(Location labeling records)
↓
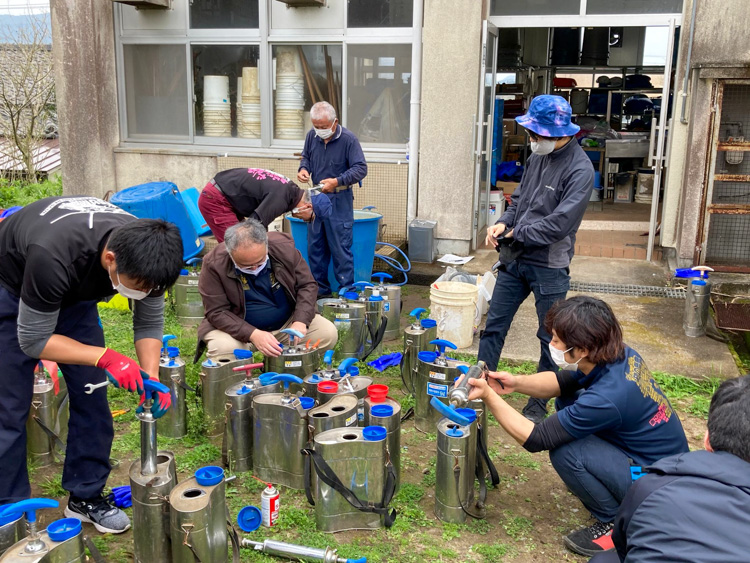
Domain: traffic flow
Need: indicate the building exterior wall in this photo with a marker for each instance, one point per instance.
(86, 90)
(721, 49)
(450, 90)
↑
↓
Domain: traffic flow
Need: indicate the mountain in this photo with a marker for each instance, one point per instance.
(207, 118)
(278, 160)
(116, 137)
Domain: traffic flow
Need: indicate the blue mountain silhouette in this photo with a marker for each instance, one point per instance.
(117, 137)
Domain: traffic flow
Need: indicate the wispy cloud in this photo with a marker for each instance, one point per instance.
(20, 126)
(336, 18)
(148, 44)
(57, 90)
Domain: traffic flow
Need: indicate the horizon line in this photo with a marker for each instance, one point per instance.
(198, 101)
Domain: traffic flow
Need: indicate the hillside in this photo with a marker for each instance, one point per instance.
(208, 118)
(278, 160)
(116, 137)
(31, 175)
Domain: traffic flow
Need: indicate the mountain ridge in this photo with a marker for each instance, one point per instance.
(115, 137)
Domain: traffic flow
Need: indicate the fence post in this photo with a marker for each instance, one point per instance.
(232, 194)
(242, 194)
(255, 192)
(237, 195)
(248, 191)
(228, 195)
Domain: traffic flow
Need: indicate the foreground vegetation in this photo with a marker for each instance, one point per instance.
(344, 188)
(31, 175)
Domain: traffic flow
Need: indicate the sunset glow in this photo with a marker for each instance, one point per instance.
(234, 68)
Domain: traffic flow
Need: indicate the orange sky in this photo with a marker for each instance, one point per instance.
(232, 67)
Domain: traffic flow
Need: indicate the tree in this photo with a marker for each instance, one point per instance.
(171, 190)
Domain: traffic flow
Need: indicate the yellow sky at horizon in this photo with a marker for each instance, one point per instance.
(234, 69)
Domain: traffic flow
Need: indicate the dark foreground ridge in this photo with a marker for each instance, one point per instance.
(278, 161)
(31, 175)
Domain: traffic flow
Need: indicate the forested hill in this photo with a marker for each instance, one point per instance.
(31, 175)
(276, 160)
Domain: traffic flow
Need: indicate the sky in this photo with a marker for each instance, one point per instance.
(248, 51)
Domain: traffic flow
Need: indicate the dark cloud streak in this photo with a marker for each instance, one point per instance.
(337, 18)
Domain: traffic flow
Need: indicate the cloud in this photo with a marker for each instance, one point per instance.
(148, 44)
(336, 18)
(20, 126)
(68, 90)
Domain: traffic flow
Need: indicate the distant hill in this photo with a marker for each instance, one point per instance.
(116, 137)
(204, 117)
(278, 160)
↑
• **Goal**
Filter the rows above down to the lines that contain the word "ridge", and copy each of those lines unchanged.

• **The completed task**
Need: indicate the mountain ridge in this photo with a marker for each instance, one point per instance.
Need: indicate the dark foreground ridge in this photo with a marker for each instance, one point per instance.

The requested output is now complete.